:: TASKS TO PERFORM ::
A – From the text about Soviet and Russian coats of arms, write out the part from "Coat of arms of Russia since" to "November 30, 1993." word for word.
B – Which traditional heraldic elements does the text about Soviet and Russian coats of arms say the Soviet national emblem would lack? List them all.
C – According to the text about Soviet and Russian coats of arms, which artist designed the current coat of arms of Russia?
==== SOURCE PASSAGE ====
The Soviet Union, created after the 1917 revolution, required insignia to represent itself in line with other sovereign states, such as emblems, flags and seals, but the Soviet leaders did not wish to continue the old heraldic practices which they saw as associated with the societal system the revolution sought to replace. In response to the needs and wishes, the national emblem adopted would lack the traditional heraldic elements of a shield, helm, crest and mantling, and instead be presented more plainly. This style was followed then by other socialist and communist states, which wished to also focus attention on the nation's workers and diverge from feudalism and all of its associations.

==Coat of arms of Russia==

Coat of arms of Russia since 1993

The coat of arms of the Russian Federation derives from the earlier arms of the Russian Empire, as restored in 1992/3 after the dissolution of the Soviet Union. Though modified more than once since the reign of Ivan III (1462–1505), the current coat of arms is directly derived its medieval original. The general chromatic layout corresponds to the early-15th-century standard. The shape of the eagle can be traced back to the reign of Peter the Great (1682–1725), although the eagle in the modern arms is gold instead of the imperial black. It is similar to the national emblems of the Russian Empire. The current coat of arms was designed by artist Yevgeny Ukhnalyov; it was adopted officially on November 30, 1993.

A horseman, considered to be Saint George, killing a dragon, is the second of the two main Russian symbols. It is the coat of arms of Moscow and used on the flag of Moscow (which is a banner of arms) and as an inescutcheon (smaller shield) on the coat of arms of Russia.
==== INFORMATION SHOWN ====
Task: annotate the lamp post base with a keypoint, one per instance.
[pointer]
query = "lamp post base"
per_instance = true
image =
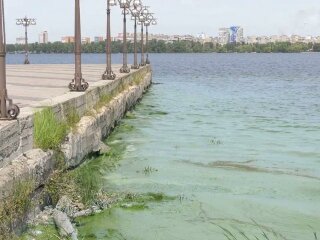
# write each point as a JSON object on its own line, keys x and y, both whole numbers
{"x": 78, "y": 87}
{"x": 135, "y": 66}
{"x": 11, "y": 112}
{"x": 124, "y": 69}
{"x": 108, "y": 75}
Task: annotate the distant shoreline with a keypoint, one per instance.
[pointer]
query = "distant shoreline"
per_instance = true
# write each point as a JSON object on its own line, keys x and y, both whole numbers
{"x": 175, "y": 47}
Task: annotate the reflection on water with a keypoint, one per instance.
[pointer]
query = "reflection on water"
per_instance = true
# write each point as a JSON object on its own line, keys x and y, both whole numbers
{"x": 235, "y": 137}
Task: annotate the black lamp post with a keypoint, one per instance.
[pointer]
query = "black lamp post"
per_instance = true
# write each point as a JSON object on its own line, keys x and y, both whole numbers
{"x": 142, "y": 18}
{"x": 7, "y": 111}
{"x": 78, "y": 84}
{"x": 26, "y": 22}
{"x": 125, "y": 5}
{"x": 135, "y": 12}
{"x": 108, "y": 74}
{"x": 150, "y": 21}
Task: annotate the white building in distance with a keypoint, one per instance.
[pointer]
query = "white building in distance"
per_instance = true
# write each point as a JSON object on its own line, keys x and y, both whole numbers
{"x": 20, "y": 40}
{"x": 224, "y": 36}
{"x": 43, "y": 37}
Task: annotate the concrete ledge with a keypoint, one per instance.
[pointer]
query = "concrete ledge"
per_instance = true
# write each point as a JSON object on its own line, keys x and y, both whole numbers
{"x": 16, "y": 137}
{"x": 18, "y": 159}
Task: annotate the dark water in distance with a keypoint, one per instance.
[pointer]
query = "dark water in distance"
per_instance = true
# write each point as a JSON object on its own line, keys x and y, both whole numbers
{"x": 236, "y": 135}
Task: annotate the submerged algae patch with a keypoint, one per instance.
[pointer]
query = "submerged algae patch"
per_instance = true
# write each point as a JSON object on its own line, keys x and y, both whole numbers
====
==== INFORMATION SHOWN ====
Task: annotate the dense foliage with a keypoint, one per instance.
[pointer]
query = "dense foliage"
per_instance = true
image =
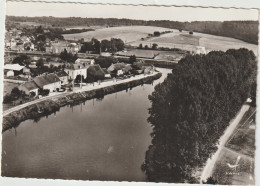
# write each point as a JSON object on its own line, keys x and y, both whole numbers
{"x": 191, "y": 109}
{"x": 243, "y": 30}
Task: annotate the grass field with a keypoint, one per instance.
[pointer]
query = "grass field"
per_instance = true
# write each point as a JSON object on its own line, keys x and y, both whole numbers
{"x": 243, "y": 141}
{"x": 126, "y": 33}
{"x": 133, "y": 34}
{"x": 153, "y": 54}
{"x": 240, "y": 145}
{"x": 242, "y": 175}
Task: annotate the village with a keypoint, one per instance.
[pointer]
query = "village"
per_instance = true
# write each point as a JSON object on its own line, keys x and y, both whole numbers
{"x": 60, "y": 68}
====
:: ANSWERS FOR THE EXERCISE ::
A –
Coat of arms of Russia since 1993

The coat of arms of the Russian Federation derives from the earlier arms of the Russian Empire, as restored in 1992/3 after the dissolution of the Soviet Union. Though modified more than once since the reign of Ivan III (1462–1505), the current coat of arms is directly derived its medieval original. The general chromatic layout corresponds to the early-15th-century standard. The shape of the eagle can be traced back to the reign of Peter the Great (1682–1725), although the eagle in the modern arms is gold instead of the imperial black. It is similar to the national emblems of the Russian Empire. The current coat of arms was designed by artist Yevgeny Ukhnalyov; it was adopted officially on November 30, 1993.

B – Shield, helm, crest, mantling

C – Yevgeny Ukhnalyov